What is expected: Edit the lines from the start of the dataset rows up to and including the line with "94 100 L 81" so that "rubber track" becomes "crawler track", with everything else left unchanged. Leave the pictures out of your answer.

[Dataset rows]
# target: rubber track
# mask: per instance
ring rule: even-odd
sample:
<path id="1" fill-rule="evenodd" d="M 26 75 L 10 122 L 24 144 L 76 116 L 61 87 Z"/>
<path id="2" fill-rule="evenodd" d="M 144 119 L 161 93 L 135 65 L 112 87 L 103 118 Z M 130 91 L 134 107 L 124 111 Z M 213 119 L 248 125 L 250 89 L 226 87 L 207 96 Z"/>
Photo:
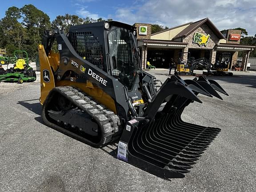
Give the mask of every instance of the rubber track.
<path id="1" fill-rule="evenodd" d="M 94 100 L 81 90 L 71 86 L 58 87 L 53 88 L 76 106 L 92 117 L 102 131 L 103 139 L 98 147 L 114 141 L 120 134 L 120 120 L 114 112 Z M 86 138 L 85 138 L 86 139 Z"/>

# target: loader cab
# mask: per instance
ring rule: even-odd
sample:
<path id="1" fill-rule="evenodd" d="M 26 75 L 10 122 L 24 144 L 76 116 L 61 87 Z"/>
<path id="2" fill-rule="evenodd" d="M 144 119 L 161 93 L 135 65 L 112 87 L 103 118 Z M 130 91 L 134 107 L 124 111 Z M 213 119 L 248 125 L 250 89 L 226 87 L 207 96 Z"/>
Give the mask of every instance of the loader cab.
<path id="1" fill-rule="evenodd" d="M 72 26 L 68 36 L 81 57 L 131 90 L 139 65 L 136 35 L 133 26 L 106 21 Z"/>
<path id="2" fill-rule="evenodd" d="M 139 66 L 135 28 L 116 23 L 113 23 L 107 35 L 111 74 L 131 90 Z"/>
<path id="3" fill-rule="evenodd" d="M 231 60 L 231 53 L 221 53 L 217 57 L 215 64 L 215 68 L 217 71 L 227 72 L 228 70 L 230 60 Z"/>

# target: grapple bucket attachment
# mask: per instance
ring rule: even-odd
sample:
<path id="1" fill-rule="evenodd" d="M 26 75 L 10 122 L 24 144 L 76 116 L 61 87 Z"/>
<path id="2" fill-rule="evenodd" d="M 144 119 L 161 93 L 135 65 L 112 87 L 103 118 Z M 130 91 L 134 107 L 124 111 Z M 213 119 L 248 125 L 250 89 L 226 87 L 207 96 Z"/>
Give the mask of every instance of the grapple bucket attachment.
<path id="1" fill-rule="evenodd" d="M 144 116 L 127 122 L 118 144 L 117 158 L 163 178 L 181 178 L 220 131 L 183 121 L 184 108 L 199 93 L 221 99 L 227 95 L 204 77 L 183 80 L 172 76 L 160 88 Z"/>

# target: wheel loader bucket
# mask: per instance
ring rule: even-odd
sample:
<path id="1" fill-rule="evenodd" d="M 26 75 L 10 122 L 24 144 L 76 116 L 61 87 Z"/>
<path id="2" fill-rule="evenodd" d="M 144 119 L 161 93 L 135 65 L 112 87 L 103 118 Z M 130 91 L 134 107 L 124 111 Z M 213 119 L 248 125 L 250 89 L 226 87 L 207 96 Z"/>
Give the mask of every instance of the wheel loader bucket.
<path id="1" fill-rule="evenodd" d="M 220 129 L 181 120 L 184 108 L 197 95 L 228 95 L 205 77 L 183 80 L 172 76 L 152 99 L 144 116 L 128 121 L 118 144 L 117 158 L 163 178 L 181 178 L 189 172 Z"/>

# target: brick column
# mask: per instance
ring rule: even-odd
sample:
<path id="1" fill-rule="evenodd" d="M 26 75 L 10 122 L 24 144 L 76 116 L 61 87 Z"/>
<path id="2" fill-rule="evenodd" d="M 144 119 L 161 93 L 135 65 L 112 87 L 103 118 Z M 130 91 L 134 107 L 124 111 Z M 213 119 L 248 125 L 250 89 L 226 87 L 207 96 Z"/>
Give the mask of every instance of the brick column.
<path id="1" fill-rule="evenodd" d="M 249 59 L 249 56 L 250 56 L 250 53 L 251 51 L 248 51 L 247 53 L 245 55 L 244 61 L 244 57 L 243 57 L 243 61 L 242 62 L 242 69 L 243 71 L 247 71 L 247 63 L 248 63 L 248 59 Z"/>
<path id="2" fill-rule="evenodd" d="M 212 64 L 215 63 L 216 60 L 216 49 L 212 49 L 210 53 L 210 61 Z"/>
<path id="3" fill-rule="evenodd" d="M 145 68 L 147 68 L 147 56 L 148 56 L 148 46 L 146 46 L 145 48 L 145 54 L 144 54 L 144 64 L 145 64 Z"/>
<path id="4" fill-rule="evenodd" d="M 178 61 L 179 61 L 179 58 L 180 58 L 180 54 L 179 54 L 179 53 L 182 52 L 182 50 L 181 49 L 176 49 L 174 50 L 173 59 L 174 60 L 174 62 L 176 64 L 178 63 Z"/>
<path id="5" fill-rule="evenodd" d="M 145 69 L 145 47 L 142 46 L 141 48 L 141 68 L 143 69 Z"/>
<path id="6" fill-rule="evenodd" d="M 231 61 L 231 64 L 229 66 L 229 69 L 232 68 L 232 66 L 234 65 L 234 62 L 236 60 L 237 60 L 237 56 L 238 55 L 238 52 L 236 52 L 233 54 L 232 56 L 232 60 Z"/>
<path id="7" fill-rule="evenodd" d="M 182 49 L 182 52 L 188 52 L 188 47 L 184 48 Z M 188 53 L 184 54 L 182 56 L 182 59 L 184 61 L 187 61 L 188 60 Z"/>

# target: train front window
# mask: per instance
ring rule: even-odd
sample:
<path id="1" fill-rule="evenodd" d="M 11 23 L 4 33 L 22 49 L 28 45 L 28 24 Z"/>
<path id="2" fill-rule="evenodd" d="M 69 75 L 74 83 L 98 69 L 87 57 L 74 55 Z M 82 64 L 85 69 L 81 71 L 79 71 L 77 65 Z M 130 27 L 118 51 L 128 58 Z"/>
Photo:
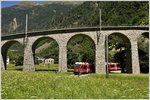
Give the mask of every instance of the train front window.
<path id="1" fill-rule="evenodd" d="M 75 65 L 75 68 L 80 68 L 80 64 L 76 64 L 76 65 Z"/>

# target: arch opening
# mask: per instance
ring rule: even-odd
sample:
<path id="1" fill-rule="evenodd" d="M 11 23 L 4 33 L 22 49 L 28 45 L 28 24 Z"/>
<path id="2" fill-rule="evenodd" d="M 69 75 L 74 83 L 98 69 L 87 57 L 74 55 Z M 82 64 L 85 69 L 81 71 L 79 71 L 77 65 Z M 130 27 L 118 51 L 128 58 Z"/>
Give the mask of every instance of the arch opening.
<path id="1" fill-rule="evenodd" d="M 108 47 L 109 72 L 132 73 L 131 43 L 128 37 L 122 33 L 112 33 L 108 36 Z"/>
<path id="2" fill-rule="evenodd" d="M 51 37 L 38 38 L 32 45 L 36 71 L 58 71 L 59 46 Z"/>
<path id="3" fill-rule="evenodd" d="M 16 40 L 6 42 L 2 46 L 1 53 L 6 70 L 22 70 L 24 50 L 20 42 Z"/>
<path id="4" fill-rule="evenodd" d="M 141 73 L 149 73 L 149 32 L 138 38 L 138 54 Z"/>
<path id="5" fill-rule="evenodd" d="M 67 43 L 68 71 L 75 71 L 74 67 L 77 62 L 90 64 L 92 66 L 90 72 L 95 72 L 95 43 L 84 34 L 74 35 Z M 88 69 L 85 68 L 85 70 Z"/>

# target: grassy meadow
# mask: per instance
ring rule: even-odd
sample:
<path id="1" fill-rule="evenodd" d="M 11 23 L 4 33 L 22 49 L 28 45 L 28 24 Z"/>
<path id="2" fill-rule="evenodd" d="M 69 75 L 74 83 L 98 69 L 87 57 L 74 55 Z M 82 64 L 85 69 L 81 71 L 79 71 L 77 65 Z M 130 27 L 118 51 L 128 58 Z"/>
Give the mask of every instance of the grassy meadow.
<path id="1" fill-rule="evenodd" d="M 20 67 L 17 67 L 21 69 Z M 2 99 L 148 99 L 148 74 L 89 74 L 75 76 L 73 72 L 57 73 L 57 65 L 35 72 L 13 70 L 1 72 Z"/>

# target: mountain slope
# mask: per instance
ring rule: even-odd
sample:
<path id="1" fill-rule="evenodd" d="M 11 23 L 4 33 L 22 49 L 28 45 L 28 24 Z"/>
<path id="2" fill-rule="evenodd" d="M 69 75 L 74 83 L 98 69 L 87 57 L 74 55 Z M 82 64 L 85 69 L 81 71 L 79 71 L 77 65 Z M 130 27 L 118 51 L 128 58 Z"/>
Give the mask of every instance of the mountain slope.
<path id="1" fill-rule="evenodd" d="M 73 4 L 61 2 L 39 4 L 26 1 L 13 7 L 2 8 L 2 34 L 24 32 L 26 14 L 29 16 L 28 31 L 44 30 L 54 21 L 55 16 L 61 16 L 79 4 L 75 2 Z M 13 26 L 10 25 L 14 18 L 18 26 L 16 30 L 12 30 Z"/>
<path id="2" fill-rule="evenodd" d="M 25 15 L 28 31 L 69 27 L 99 26 L 99 9 L 103 26 L 145 26 L 149 20 L 148 1 L 22 2 L 2 8 L 2 34 L 24 32 Z M 13 19 L 17 28 L 13 30 Z"/>

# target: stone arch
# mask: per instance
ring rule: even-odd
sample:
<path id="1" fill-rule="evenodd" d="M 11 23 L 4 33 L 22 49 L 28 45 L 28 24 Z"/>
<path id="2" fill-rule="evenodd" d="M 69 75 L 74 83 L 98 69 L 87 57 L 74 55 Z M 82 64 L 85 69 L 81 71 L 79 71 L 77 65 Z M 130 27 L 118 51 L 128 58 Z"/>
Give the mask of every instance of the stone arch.
<path id="1" fill-rule="evenodd" d="M 68 51 L 68 45 L 69 45 L 69 42 L 72 40 L 72 39 L 74 39 L 75 37 L 78 37 L 78 36 L 83 36 L 83 37 L 86 37 L 87 39 L 88 39 L 88 41 L 90 41 L 90 42 L 92 42 L 92 45 L 93 45 L 93 47 L 94 47 L 94 58 L 93 58 L 93 63 L 95 64 L 96 63 L 96 43 L 95 43 L 95 40 L 90 36 L 90 35 L 87 35 L 87 34 L 82 34 L 82 33 L 78 33 L 78 34 L 75 34 L 75 35 L 73 35 L 73 36 L 71 36 L 70 38 L 69 38 L 69 40 L 67 41 L 67 51 Z M 67 55 L 68 56 L 68 55 Z M 91 63 L 91 62 L 90 62 Z M 96 68 L 95 68 L 96 69 Z M 94 71 L 94 72 L 96 72 L 96 70 Z"/>
<path id="2" fill-rule="evenodd" d="M 121 32 L 113 32 L 111 34 L 108 35 L 108 38 L 109 36 L 111 35 L 115 35 L 115 36 L 118 36 L 120 38 L 122 38 L 123 42 L 125 42 L 125 47 L 126 47 L 126 70 L 127 70 L 127 73 L 132 73 L 132 53 L 131 53 L 131 41 L 129 39 L 129 37 Z"/>
<path id="3" fill-rule="evenodd" d="M 7 52 L 8 52 L 8 49 L 15 43 L 19 43 L 20 45 L 22 45 L 23 47 L 23 44 L 20 42 L 20 41 L 17 41 L 17 40 L 10 40 L 10 41 L 7 41 L 5 42 L 2 47 L 1 47 L 1 54 L 2 54 L 2 59 L 3 59 L 3 62 L 4 62 L 4 69 L 7 69 L 7 64 L 6 64 L 6 59 L 7 59 Z"/>
<path id="4" fill-rule="evenodd" d="M 36 49 L 36 46 L 37 46 L 38 43 L 39 43 L 40 41 L 42 41 L 42 40 L 55 41 L 55 42 L 57 43 L 57 45 L 58 45 L 58 48 L 59 48 L 58 42 L 57 42 L 54 38 L 52 38 L 52 37 L 45 36 L 45 37 L 39 37 L 39 38 L 37 38 L 37 39 L 33 42 L 33 44 L 32 44 L 32 52 L 33 52 L 33 57 L 34 57 L 34 63 L 35 63 L 35 49 Z M 58 52 L 59 52 L 59 51 L 58 51 Z M 58 60 L 59 60 L 59 59 L 58 59 Z"/>
<path id="5" fill-rule="evenodd" d="M 75 35 L 73 35 L 73 36 L 71 36 L 71 37 L 69 38 L 69 40 L 67 41 L 67 45 L 68 45 L 68 43 L 70 42 L 70 40 L 71 40 L 72 38 L 76 37 L 76 36 L 86 36 L 88 39 L 90 39 L 90 41 L 93 42 L 94 45 L 96 44 L 96 43 L 95 43 L 95 40 L 94 40 L 91 36 L 89 36 L 89 35 L 87 35 L 87 34 L 78 33 L 78 34 L 75 34 Z"/>
<path id="6" fill-rule="evenodd" d="M 143 32 L 137 39 L 141 73 L 149 73 L 149 32 Z"/>

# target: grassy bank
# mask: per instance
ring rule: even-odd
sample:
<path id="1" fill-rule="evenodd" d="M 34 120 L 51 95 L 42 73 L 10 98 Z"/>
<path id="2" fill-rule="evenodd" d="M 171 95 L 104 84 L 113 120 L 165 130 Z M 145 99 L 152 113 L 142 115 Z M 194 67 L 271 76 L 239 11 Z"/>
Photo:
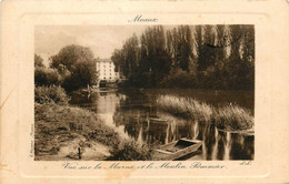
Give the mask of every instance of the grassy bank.
<path id="1" fill-rule="evenodd" d="M 157 99 L 157 106 L 179 117 L 213 123 L 218 129 L 226 131 L 241 131 L 253 127 L 253 116 L 248 110 L 237 105 L 213 108 L 190 98 L 160 95 Z"/>
<path id="2" fill-rule="evenodd" d="M 36 160 L 150 160 L 150 150 L 123 140 L 88 110 L 70 106 L 60 86 L 36 88 Z"/>

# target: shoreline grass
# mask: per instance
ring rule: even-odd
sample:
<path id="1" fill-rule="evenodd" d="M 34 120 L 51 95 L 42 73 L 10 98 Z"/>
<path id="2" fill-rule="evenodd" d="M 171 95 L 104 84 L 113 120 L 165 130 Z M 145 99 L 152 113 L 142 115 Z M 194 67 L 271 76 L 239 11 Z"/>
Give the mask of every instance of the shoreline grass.
<path id="1" fill-rule="evenodd" d="M 37 86 L 34 100 L 34 160 L 37 161 L 80 159 L 77 154 L 79 150 L 92 151 L 93 153 L 90 154 L 98 160 L 136 161 L 149 160 L 151 156 L 147 145 L 139 145 L 134 141 L 120 137 L 93 112 L 71 106 L 68 102 L 70 96 L 60 86 Z M 93 147 L 96 144 L 98 146 Z M 99 146 L 102 146 L 102 151 L 108 150 L 109 154 L 103 155 Z M 63 147 L 71 152 L 62 153 Z"/>
<path id="2" fill-rule="evenodd" d="M 253 127 L 253 116 L 249 110 L 238 105 L 215 108 L 191 98 L 160 95 L 157 108 L 175 116 L 212 123 L 226 131 L 243 131 Z"/>

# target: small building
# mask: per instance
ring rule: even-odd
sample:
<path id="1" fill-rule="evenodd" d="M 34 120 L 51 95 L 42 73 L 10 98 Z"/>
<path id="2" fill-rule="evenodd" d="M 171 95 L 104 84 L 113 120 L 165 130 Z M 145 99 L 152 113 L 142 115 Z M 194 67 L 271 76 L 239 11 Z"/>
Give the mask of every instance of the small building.
<path id="1" fill-rule="evenodd" d="M 119 73 L 114 72 L 114 64 L 110 59 L 97 59 L 96 67 L 99 81 L 116 82 L 119 79 Z"/>

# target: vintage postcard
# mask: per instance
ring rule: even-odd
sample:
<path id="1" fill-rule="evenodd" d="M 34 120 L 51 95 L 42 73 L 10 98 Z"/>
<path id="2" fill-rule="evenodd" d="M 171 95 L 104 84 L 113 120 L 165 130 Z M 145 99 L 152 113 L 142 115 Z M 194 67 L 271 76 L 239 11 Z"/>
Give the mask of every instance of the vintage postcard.
<path id="1" fill-rule="evenodd" d="M 2 2 L 0 183 L 288 183 L 288 9 Z"/>

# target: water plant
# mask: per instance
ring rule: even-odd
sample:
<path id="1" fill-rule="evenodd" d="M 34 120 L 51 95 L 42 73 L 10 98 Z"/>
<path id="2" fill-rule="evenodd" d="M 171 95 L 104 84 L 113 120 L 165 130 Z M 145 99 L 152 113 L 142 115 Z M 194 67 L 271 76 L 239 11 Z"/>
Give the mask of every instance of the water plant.
<path id="1" fill-rule="evenodd" d="M 253 116 L 249 110 L 228 104 L 215 108 L 208 103 L 191 98 L 160 95 L 157 108 L 172 115 L 193 119 L 201 123 L 212 123 L 218 129 L 227 131 L 249 130 L 253 127 Z"/>

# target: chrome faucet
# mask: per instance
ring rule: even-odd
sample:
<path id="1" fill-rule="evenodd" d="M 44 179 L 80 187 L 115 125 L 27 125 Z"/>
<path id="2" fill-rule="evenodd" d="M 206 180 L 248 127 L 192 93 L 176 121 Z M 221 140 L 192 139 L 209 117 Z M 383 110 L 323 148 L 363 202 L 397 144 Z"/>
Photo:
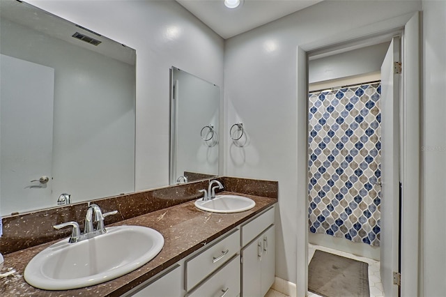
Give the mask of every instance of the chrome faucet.
<path id="1" fill-rule="evenodd" d="M 214 183 L 217 183 L 217 185 L 213 187 L 212 185 L 213 185 Z M 204 195 L 203 196 L 203 201 L 210 200 L 215 198 L 215 189 L 217 188 L 220 190 L 222 190 L 223 189 L 223 185 L 222 185 L 222 183 L 215 179 L 213 181 L 209 181 L 208 190 L 206 190 L 206 189 L 199 190 L 199 192 L 204 193 Z"/>
<path id="2" fill-rule="evenodd" d="M 70 204 L 70 197 L 71 195 L 67 193 L 61 194 L 57 199 L 57 205 Z"/>
<path id="3" fill-rule="evenodd" d="M 70 243 L 74 243 L 85 239 L 92 238 L 105 233 L 107 230 L 105 230 L 105 227 L 104 227 L 104 218 L 108 215 L 116 215 L 116 213 L 118 213 L 118 211 L 102 213 L 100 208 L 98 205 L 91 204 L 86 211 L 86 215 L 85 215 L 85 227 L 83 234 L 81 234 L 80 232 L 77 222 L 74 221 L 59 224 L 53 226 L 53 228 L 59 229 L 66 227 L 72 226 L 72 231 L 71 232 L 71 236 L 70 236 L 68 242 Z M 93 215 L 94 220 L 93 218 Z M 93 225 L 93 222 L 97 222 L 95 229 Z"/>

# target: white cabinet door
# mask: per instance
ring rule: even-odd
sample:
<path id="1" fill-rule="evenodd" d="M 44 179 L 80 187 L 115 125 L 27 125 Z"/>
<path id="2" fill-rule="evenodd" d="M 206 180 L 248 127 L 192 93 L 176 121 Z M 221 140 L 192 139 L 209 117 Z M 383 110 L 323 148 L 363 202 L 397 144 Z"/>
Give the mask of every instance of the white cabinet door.
<path id="1" fill-rule="evenodd" d="M 180 284 L 182 276 L 181 266 L 178 265 L 173 270 L 162 275 L 159 278 L 149 281 L 150 284 L 130 296 L 133 297 L 180 297 L 182 292 Z M 144 284 L 141 287 L 144 287 Z"/>
<path id="2" fill-rule="evenodd" d="M 264 296 L 275 275 L 274 225 L 263 231 L 242 251 L 243 296 Z"/>
<path id="3" fill-rule="evenodd" d="M 275 232 L 274 225 L 270 227 L 261 236 L 261 296 L 264 296 L 270 289 L 275 276 Z"/>

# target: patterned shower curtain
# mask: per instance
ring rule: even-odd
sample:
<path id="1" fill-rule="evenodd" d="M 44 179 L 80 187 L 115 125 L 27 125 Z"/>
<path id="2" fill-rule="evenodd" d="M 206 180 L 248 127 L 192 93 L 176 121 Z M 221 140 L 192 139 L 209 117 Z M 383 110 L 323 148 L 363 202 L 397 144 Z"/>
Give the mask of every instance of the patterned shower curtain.
<path id="1" fill-rule="evenodd" d="M 309 230 L 378 246 L 380 82 L 309 98 Z"/>

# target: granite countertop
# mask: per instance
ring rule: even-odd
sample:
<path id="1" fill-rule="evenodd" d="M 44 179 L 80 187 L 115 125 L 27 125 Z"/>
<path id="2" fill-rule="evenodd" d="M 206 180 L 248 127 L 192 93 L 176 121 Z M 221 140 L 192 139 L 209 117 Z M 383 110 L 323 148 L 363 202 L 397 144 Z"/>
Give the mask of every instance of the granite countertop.
<path id="1" fill-rule="evenodd" d="M 224 192 L 224 194 L 238 193 Z M 236 213 L 215 213 L 200 211 L 194 201 L 128 219 L 110 226 L 139 225 L 158 231 L 164 238 L 161 252 L 139 268 L 109 282 L 67 291 L 45 291 L 25 282 L 23 272 L 28 262 L 39 252 L 54 243 L 44 243 L 4 256 L 1 273 L 13 267 L 17 273 L 0 279 L 1 296 L 118 296 L 162 271 L 234 227 L 252 218 L 277 201 L 277 199 L 238 194 L 256 202 L 251 210 Z"/>

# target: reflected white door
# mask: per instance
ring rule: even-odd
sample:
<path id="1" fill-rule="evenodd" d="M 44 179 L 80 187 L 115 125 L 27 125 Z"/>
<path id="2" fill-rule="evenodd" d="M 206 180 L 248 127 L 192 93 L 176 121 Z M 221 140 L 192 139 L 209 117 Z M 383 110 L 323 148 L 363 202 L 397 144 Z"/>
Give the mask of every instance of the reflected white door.
<path id="1" fill-rule="evenodd" d="M 54 70 L 2 54 L 0 79 L 0 214 L 5 215 L 52 204 Z M 49 181 L 41 183 L 45 176 Z"/>
<path id="2" fill-rule="evenodd" d="M 394 70 L 400 61 L 401 38 L 394 38 L 381 66 L 380 274 L 385 296 L 397 296 L 393 272 L 399 255 L 399 85 Z"/>

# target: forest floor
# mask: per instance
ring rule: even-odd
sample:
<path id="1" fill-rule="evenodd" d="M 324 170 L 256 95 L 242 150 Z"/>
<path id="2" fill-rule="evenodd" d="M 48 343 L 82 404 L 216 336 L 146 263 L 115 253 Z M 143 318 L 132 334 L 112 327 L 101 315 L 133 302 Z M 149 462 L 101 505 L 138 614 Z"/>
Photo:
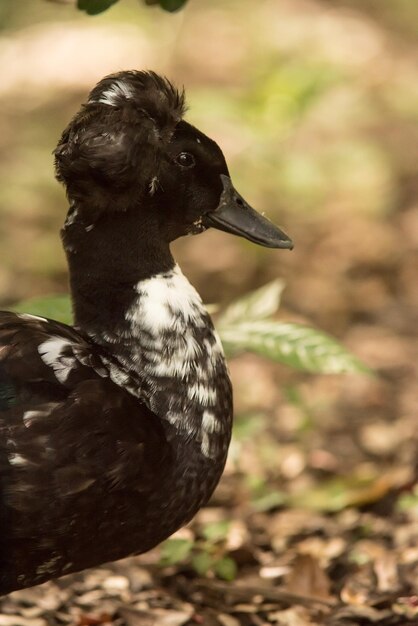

Written solution:
# target: crawler track
# mask: per instance
ring rule: even-odd
sample:
<path id="1" fill-rule="evenodd" d="M 26 75 L 10 122 L 24 144 L 76 116 L 61 87 Z"/>
<path id="2" fill-rule="evenodd" d="M 144 119 L 161 93 L 135 65 L 112 87 L 103 118 Z M 130 91 L 134 107 L 124 111 Z M 213 119 L 248 125 L 250 89 L 226 87 L 207 96 Z"/>
Photo:
Give the mask of every instance of the crawler track.
<path id="1" fill-rule="evenodd" d="M 94 100 L 81 90 L 71 86 L 58 87 L 53 88 L 76 106 L 92 117 L 102 131 L 103 139 L 98 147 L 114 141 L 120 134 L 120 120 L 114 112 Z M 86 138 L 85 138 L 86 139 Z"/>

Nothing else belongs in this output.